## TASK REQUIREMENTS:
Restate word for word the lines of the records below, starting at the line that contains "Query: electrical cable" and ending at the line that contains "Find the printed", with both of those lines included and nothing else.

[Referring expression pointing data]
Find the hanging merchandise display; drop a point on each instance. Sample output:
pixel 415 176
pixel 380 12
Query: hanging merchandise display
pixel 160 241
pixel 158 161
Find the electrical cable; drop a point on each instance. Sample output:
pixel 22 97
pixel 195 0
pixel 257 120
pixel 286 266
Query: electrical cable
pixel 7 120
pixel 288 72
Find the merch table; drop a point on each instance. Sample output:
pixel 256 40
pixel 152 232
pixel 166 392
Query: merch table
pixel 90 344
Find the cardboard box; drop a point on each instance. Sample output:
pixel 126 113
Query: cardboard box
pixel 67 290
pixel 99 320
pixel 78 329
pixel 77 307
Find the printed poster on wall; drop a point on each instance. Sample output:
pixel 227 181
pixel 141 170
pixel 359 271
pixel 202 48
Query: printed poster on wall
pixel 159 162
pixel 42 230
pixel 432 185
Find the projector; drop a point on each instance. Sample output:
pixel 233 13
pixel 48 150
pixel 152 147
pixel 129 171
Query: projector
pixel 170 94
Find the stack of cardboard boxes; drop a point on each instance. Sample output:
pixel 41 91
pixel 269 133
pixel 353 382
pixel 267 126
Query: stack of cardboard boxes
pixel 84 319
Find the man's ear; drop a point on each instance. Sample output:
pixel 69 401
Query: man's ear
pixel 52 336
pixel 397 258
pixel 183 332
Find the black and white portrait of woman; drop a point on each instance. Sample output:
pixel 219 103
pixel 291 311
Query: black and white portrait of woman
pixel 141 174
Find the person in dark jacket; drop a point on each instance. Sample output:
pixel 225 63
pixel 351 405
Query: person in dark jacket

## ANSWER TO THE EXERCISE:
Query: electrical cable
pixel 7 120
pixel 288 72
Find the merch table; drop a point on each instance. Sample output:
pixel 256 40
pixel 152 232
pixel 166 392
Query: merch table
pixel 90 344
Find the cardboard box; drop a point on each instance. Sample output:
pixel 126 113
Query: cardboard box
pixel 67 290
pixel 99 320
pixel 78 329
pixel 77 307
Find the printed poster on wall; drop a point on each instance. Sample output:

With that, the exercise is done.